• [WRITTEN REQUEST]:
Repeat the listing in full, exactly as it stands.

• [DATASET RECORDS]:
....
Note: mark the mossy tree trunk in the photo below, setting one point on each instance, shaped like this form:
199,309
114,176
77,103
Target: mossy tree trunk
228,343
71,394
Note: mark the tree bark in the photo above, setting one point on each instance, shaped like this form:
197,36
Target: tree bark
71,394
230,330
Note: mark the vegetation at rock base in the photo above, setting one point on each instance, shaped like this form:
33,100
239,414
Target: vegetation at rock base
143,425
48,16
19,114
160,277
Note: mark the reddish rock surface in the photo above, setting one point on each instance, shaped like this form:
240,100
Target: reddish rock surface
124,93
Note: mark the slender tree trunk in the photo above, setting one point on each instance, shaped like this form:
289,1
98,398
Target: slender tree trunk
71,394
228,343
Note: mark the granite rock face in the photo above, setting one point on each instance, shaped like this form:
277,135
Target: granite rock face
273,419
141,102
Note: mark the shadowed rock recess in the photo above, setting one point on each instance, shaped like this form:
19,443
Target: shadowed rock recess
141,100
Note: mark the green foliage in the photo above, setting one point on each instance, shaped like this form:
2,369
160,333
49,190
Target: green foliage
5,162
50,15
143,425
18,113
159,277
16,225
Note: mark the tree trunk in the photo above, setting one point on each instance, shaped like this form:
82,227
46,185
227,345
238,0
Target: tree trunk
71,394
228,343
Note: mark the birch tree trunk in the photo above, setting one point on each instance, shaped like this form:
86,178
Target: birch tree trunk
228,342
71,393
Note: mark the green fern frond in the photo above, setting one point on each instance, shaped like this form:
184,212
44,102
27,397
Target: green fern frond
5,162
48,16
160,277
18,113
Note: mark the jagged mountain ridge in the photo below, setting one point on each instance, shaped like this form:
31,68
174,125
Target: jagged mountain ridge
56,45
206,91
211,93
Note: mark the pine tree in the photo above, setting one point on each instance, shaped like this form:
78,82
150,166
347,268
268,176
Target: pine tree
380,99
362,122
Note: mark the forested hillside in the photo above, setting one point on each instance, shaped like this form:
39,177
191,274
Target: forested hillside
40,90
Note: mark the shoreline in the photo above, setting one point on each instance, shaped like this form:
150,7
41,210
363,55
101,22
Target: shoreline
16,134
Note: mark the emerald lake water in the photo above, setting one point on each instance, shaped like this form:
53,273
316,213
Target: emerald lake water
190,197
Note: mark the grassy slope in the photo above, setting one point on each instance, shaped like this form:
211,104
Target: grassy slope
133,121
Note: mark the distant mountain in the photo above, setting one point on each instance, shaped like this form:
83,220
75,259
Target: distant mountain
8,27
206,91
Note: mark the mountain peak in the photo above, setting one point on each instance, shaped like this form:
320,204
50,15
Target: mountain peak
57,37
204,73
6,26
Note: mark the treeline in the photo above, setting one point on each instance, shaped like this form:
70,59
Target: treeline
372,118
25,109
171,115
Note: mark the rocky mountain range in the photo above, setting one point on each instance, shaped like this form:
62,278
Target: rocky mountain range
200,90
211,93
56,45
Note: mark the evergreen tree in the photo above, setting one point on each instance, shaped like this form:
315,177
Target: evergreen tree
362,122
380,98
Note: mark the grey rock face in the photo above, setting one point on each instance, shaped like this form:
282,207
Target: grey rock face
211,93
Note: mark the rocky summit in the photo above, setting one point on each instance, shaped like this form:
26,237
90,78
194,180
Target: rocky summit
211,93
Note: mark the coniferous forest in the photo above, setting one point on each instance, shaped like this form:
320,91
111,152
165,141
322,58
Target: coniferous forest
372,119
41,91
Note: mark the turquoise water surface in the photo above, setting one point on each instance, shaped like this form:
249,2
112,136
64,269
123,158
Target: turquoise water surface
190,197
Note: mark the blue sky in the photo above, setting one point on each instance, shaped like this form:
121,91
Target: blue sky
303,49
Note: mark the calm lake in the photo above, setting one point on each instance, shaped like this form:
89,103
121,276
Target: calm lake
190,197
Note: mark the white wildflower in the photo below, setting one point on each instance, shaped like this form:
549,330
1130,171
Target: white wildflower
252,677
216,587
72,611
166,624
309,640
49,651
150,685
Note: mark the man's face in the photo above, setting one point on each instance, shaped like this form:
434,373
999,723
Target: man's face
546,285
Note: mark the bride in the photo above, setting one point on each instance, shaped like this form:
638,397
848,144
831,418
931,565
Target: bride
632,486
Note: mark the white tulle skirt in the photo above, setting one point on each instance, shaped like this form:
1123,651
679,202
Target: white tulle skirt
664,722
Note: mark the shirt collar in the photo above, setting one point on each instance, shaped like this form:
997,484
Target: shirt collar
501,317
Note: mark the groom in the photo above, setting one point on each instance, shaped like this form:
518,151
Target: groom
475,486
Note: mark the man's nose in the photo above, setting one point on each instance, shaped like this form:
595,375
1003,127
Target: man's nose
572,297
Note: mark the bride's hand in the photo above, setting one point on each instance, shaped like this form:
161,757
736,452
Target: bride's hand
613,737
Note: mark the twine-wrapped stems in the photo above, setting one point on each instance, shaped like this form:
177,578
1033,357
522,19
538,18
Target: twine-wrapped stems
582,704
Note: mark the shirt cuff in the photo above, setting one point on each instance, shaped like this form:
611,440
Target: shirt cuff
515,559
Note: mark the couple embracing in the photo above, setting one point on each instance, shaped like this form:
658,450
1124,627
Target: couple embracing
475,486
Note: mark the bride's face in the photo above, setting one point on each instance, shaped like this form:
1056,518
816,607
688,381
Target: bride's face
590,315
....
• [ANSWER FOR THIS EXERCISE]:
Note: mark the mossy tree trunk in the photo below, setting one point on each instance, shaped like this form:
199,309
114,176
77,103
Target: mossy tree trunk
228,343
71,394
Note: mark the tree bark in the photo above, setting one point on each instance, shaped like this form:
197,36
Target: tree bark
71,394
230,330
Note: mark the vegetation at rock base in the photo above, setting one point on each instance, shaped like this form:
33,100
239,414
Target: vegetation at rock base
143,425
48,16
19,114
160,277
Note: mark the reddish rock surface in the photo above, setting one point on each instance, shaped like this form:
240,100
Target: reddish rock surface
124,93
Note: mark the slender tree trunk in the photo above, setting one point on each instance, shaped like this form:
289,1
98,398
Target: slender tree trunk
71,394
228,343
Note: mark the granite rock face in the photo above, setting one point on each instance, shaped like this form:
277,135
Target: granite rock face
273,419
141,102
Note: mark the shadowed rock recess in the photo above, setting one point on each instance, shaped like this form:
19,443
Target: shadowed rock recess
141,100
Note: mark the green foliage in the photo above, setting one point on each instance, shaped like this form:
2,369
160,333
49,190
Target: green foliage
5,162
50,15
143,425
18,113
159,277
16,225
Note: mark the tree trunk in the photo above, setting one point on each instance, shaped like this form:
82,227
46,185
227,345
238,0
Target: tree trunk
71,394
228,343
Note: mark the birch tree trunk in the photo above, setting one point on each instance, shaped like this form:
86,178
Target: birch tree trunk
228,342
71,393
Note: mark the green fern frond in the photo above, setting one point on each instance, shaped like this form:
184,212
44,102
27,397
Target: green fern frond
5,162
48,16
160,277
18,113
Note: mark the jagged mountain ridge in the photo below, setting one point on each instance, shaped like this form:
31,68
174,125
Target: jagged mountain ridge
56,45
206,91
211,93
Note: mark the pine tree in the photo above, setting one point on each instance, shaped like this form:
78,82
150,166
347,268
268,176
Target: pine tree
380,99
362,122
Note: mark the forested hillside in the photo above, setting one point on each instance, shaped like this form:
39,177
191,274
Target: forested hillside
40,90
Note: mark the shoreline in the photo above, setting one point on each instance, shaped like this form:
150,7
41,210
363,55
101,22
Target: shoreline
16,134
Note: mark the emerald lake water in the photo above, setting one point on each instance, shaped like this form:
53,273
316,213
Target: emerald lake water
190,197
Note: mark the grassy slope in the photo above, setting one point on each instance, shaped like this form:
211,104
Target: grassy slope
133,121
Note: mark the distant mountain in the photo above, setting one point on each instance, shaped like this form:
83,220
75,259
Target: distant mountain
8,27
206,91
Note: mark the mountain peak in the photo above, setting one point on each instance, shaped like this form:
320,204
50,15
Target: mountain peak
57,37
204,73
6,26
Note: mark the treeline in the photo above, setting one point on each instance, shaped like this form:
70,59
Target: treeline
372,118
25,109
171,115
Note: mark the rocky mountain range in the photo above, setting one point on each instance, shaped like this form:
62,278
Target: rocky mountain range
200,90
211,93
56,45
Note: mark the evergreen tree in the photo above, setting one point on each instance, shaped like this form:
315,177
Target: evergreen tree
362,122
380,98
Note: mark the grey rock face in the photo above, setting one point on each instance, shaped like this form:
282,207
Target: grey rock face
211,93
Note: mark the rocky summit in the photo above, setting one point on each instance, shaped like this form:
26,237
90,78
194,180
Target: rocky summit
211,93
Note: mark the coniferous forest in the photo above, setting one point on each instance, shaped like this form:
320,91
111,152
165,141
322,58
Target: coniferous forest
372,119
41,91
Note: mark the turquoise water surface in the photo above, setting one point on each instance, shaped like this form:
249,2
112,136
64,269
123,158
Target: turquoise water surface
190,197
Note: mark the blue sky in the photo above, setting one point on each instance, shaped like this form:
121,91
Target: blue sky
303,49
Note: mark the calm lake in the photo above, setting one point on each instance, shaped like this form:
89,103
121,276
Target: calm lake
190,197
Note: mark the white wildflower in the photo below, setting one point on each instance, shaped like this form:
549,330
1130,171
Target: white wildflower
252,677
216,587
72,611
166,624
309,640
49,651
150,685
Note: mark the man's face in the photo above, setting one point on each instance, shaped like this form:
434,373
999,723
Target: man's face
546,285
Note: mark the bride in the photo above, setting one point on each instance, shaped like this form:
638,397
848,144
831,418
931,565
Target: bride
632,486
Note: mark the white tulle skirt in the photo above, setting one point on each instance, shaped like this form:
1123,651
679,202
Target: white tulle skirt
664,722
Note: mark the shirt collar in the photo above, setting one point on each instance, shaped like this form:
997,484
Target: shirt collar
501,317
Note: mark the groom in the photo above, setting one point on each instance, shaped like this form:
518,151
Target: groom
475,486
Note: mark the man's nose in the photo above, setting one point on each instance, shaped like this form:
595,375
1003,127
Target: man's nose
572,297
Note: mark the bride's hand in the photo above, setting one point on each instance, shaped like this form:
161,757
736,452
Target: bride's hand
613,737
Note: mark the twine-wrapped stems in the photo above, setting one point on each instance, shaped like this form:
177,578
1033,357
522,19
538,18
Target: twine-wrapped stems
582,704
Note: mark the shirt cuff in the photo above, setting one point on each instance, shaped like this form:
611,440
Target: shirt cuff
515,559
Note: mark the couple embracing in the photo above, setting one point on each instance, shaped like this form:
658,450
1124,627
Target: couple embracing
475,486
Note: mark the bride's face in the photo above, setting one point on each instance, shaped like this form:
1056,518
816,607
688,381
Target: bride's face
590,315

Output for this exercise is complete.